### Dataset extract
——
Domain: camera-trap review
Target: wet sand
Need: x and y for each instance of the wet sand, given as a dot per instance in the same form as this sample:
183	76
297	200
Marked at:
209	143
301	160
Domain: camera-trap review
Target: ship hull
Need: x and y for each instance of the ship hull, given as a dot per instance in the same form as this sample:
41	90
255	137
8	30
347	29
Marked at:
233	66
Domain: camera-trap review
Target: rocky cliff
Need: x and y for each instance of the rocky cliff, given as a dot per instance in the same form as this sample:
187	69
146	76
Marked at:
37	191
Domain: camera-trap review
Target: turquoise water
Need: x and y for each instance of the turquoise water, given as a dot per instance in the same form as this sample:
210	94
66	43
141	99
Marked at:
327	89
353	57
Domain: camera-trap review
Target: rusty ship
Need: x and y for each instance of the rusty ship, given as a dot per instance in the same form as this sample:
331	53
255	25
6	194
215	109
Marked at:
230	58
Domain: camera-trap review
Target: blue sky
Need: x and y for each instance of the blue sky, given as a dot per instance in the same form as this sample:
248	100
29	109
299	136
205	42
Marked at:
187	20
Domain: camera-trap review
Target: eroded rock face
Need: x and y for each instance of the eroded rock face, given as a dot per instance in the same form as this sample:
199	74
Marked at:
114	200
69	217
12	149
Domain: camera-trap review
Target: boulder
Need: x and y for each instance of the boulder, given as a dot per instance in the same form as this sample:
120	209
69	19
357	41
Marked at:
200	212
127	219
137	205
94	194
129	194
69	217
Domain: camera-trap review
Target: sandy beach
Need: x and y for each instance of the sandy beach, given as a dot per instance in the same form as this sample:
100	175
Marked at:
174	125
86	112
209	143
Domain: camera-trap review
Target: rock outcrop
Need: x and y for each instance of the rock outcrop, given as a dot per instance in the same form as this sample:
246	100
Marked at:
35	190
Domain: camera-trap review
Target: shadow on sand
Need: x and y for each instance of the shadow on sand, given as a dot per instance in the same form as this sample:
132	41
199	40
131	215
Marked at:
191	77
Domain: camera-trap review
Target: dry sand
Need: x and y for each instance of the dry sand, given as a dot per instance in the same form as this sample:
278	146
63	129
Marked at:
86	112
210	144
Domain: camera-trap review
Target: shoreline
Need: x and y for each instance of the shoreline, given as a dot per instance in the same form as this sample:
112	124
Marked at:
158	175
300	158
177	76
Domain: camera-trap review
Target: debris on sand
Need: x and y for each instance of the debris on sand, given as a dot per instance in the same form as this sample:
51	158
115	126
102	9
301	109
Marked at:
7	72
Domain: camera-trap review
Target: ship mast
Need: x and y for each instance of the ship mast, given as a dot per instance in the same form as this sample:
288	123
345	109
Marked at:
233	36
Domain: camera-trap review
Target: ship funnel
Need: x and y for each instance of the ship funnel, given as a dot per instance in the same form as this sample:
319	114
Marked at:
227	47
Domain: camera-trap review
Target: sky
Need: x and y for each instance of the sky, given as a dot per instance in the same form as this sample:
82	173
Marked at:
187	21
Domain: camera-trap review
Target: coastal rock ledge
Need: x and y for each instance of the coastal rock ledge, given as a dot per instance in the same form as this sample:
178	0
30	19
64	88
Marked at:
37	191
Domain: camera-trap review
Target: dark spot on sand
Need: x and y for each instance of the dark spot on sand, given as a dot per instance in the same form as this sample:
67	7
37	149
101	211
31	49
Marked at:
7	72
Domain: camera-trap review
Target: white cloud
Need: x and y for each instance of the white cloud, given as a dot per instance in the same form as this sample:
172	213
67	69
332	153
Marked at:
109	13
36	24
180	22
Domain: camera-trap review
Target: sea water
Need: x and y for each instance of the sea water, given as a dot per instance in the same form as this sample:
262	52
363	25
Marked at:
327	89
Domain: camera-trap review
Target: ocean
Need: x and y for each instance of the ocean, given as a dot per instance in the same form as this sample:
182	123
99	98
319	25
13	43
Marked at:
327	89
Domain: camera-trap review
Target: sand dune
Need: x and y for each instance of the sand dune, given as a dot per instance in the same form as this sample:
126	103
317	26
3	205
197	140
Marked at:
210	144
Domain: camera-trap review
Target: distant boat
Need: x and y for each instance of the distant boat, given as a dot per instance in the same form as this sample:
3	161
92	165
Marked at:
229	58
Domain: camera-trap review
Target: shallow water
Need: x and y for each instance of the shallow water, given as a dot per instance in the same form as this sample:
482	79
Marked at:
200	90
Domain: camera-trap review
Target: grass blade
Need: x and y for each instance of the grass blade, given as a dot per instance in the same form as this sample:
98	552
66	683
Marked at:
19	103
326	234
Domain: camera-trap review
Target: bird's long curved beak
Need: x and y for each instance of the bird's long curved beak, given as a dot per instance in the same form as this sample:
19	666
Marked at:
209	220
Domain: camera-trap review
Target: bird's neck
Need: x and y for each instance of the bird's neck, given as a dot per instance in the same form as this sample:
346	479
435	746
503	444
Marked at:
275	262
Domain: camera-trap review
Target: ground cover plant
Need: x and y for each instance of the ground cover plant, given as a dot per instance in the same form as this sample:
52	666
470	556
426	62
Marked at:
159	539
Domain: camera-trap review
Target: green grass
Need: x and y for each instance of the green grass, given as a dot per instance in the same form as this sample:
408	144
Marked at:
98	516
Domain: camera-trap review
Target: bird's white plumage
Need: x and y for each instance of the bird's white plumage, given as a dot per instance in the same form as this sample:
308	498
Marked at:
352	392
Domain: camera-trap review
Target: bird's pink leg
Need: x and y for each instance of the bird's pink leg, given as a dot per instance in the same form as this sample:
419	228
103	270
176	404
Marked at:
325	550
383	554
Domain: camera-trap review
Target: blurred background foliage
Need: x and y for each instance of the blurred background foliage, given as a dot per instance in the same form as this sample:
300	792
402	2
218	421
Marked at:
——
### Problem statement
Each entry is to be returned in full, character for character.

### Exercise answer
Domain: camera-trap review
Target: wet sand
Need: x and y for each instance of the wet sand, given as a dot per instance in the same form as this sample:
183	76
297	200
Marked at:
209	143
301	160
Domain: camera-trap review
Target: ship hull
Need: x and y for each instance of the ship hull, given as a dot per instance in the same form as this sample:
41	90
255	137
8	30
347	29
Marked at:
233	66
Domain: camera-trap review
Target: rocky cliff
Need: x and y for each instance of the rocky cliff, given as a dot per instance in the same form as this sample:
187	69
146	76
Marked at:
37	191
Domain: camera-trap review
Target: turquoise water
Need: x and y for each instance of the turquoise water, given as a dot per instance in the same form as this sample:
210	94
66	43
141	99
Marked at:
327	89
353	57
Domain: camera-trap review
Target: rusty ship
Need: x and y for each instance of the rusty ship, given as a dot per instance in the same form as this sample:
331	53
255	25
6	194
215	109
Marked at:
230	58
Domain: camera-trap review
Target: blue sky
Need: x and y for each instance of the blue sky, given as a dot per instance in the same form as this sample:
248	100
29	109
299	136
205	42
Marked at:
187	20
Domain: camera-trap review
Target: eroded rock face
Need: x and y for each instance of the eroded rock face, given as a dot per instance in the same form as this sample:
199	74
Marked at:
114	200
69	217
12	149
Domain: camera-trap review
Target: boulder
Need: x and y for each instance of the boulder, given as a dot per instance in the same form as this sample:
120	209
69	19
357	41
Marked at:
200	212
127	219
137	205
94	194
129	194
69	217
Domain: camera-trap review
Target: sandy beach
Need: x and y for each instance of the sandy beach, given as a dot per instance in the same form as this sample:
100	175
Marked at:
174	125
86	112
209	143
Domain: camera-trap review
Target: rock outcrop
Need: x and y for each instance of the rock outcrop, given as a dot per instance in the same form as this sample:
246	100
Marked at:
35	190
Domain: camera-trap review
Target: shadow on sand
Need: x and y for each instance of the shadow on sand, given as a dot per instance in the same form as this sample:
132	41
199	40
131	215
Marked at:
191	77
Domain: camera-trap review
Target: dry sand
Need: x and y for each instance of the dry sand, given as a dot per instance in the same form as this sample:
278	146
63	129
Marked at:
86	112
210	144
Domain: camera-trap review
Target: shoreline
Need: x and y for each instance of the shoreline, given as a dot per instance in the same form as this sample:
112	124
Marked at:
158	175
300	158
177	76
Domain: camera-trap review
Target: debris on sand
Need: x and y for each instance of the debris on sand, given as a dot per instance in the same form as this sample:
51	158
115	126
102	9
301	109
Marked at:
7	72
Domain: camera-trap review
Target: ship mast
Need: x and y for each instance of the ship mast, given as a dot per instance in the same form as this sample:
288	123
345	109
Marked at:
233	36
Domain: camera-trap review
Target: ship funnel
Need: x and y for each instance of the ship funnel, given as a dot per instance in the same form as this sample:
319	114
Marked at:
227	47
Domain: camera-trap review
Target: sky
Need: x and y for each instance of the sky, given as a dot per instance in the same form as this sample:
82	173
Marked at:
187	21
Domain: camera-trap review
Target: coastal rock ledge
Need: x and y for each instance of the coastal rock ledge, given as a dot per instance in the same form as this sample:
178	0
30	19
64	88
Marked at:
37	191
Domain: camera-trap review
Target: dark spot on sand
Need: x and y for each instance of the dark spot on sand, given as a dot per instance in the same form as this sample:
67	7
37	149
101	211
31	49
Marked at:
7	72
Domain: camera-trap review
Target: white cloud
Need: x and y for each instance of the white cloud, given as a dot per instance in the same form as this sample:
172	213
67	69
332	153
Marked at:
109	13
36	24
180	22
Domain: camera-trap review
Target: sea water
Need: x and y for each instance of the sea water, given as a dot per instance in the same form as this sample:
262	52
363	25
Marked at:
327	89
Domain: camera-trap review
Target: ocean
Need: x and y for each instance of the ocean, given as a dot per instance in the same form as this sample:
182	123
99	98
319	25
13	43
Marked at:
327	89
Domain: camera-trap review
Target: sand dune
Need: x and y for each instance of the sand dune, given as a dot per instance in the same form as this sample:
126	103
317	26
3	205
197	140
Marked at:
210	144
Domain: camera-trap review
Target: distant boat
Need: x and y for each instance of the distant boat, given as a dot per instance in the same form as this sample:
3	161
92	165
Marked at:
229	58
Domain: camera-trap review
Target: shallow water
Need: x and y for each instance of the shallow water, given as a dot per instance in the same form as this sample:
482	79
Marked at:
200	90
Domain: camera-trap review
Target: grass blade
Need: x and y for each instance of the grass blade, given as a dot per instance in the same form as this sample:
98	552
66	683
Marked at:
19	103
326	234
Domain: camera-trap review
Target: bird's long curved beak
Need: x and y for each instance of the bird's long curved beak, given as a dot per instance in the same form as this sample:
19	666
Marked at:
209	220
Domain: camera-trap review
Target: bird's neck
Need: x and y for each instance of the bird's neck, given as a dot per instance in the same form as this sample:
346	479
435	746
503	444
Marked at:
275	262
Domain: camera-trap review
Target: ground cover plant
Need: x and y for each instance of the ground cover plant, given as a dot per instance in the same form as this sample:
52	666
470	556
426	62
Marked at:
159	539
Domain: camera-trap review
Target: green grass
Need: x and y for each instance of the green grass, given as a dot per instance in the same form as this sample:
408	144
Marked at:
98	516
Domain: camera-trap review
Target: bird's white plumage
Need: x and y for each instance of the bird's white plumage, given as a dot per instance in the same form as this sample:
308	498
Marked at:
352	392
Domain: camera-trap review
Target: bird's pink leg
Need: x and y for each instance of the bird's pink leg, given as a dot per instance in the same form as this sample:
419	228
103	270
176	404
Marked at:
325	550
383	554
Domain: camera-trap review
Target: blurred background foliage
Need: x and y for each instance of the blurred background foliage, given as a dot per instance in the same form as this sample:
300	792
402	2
218	421
Marked at:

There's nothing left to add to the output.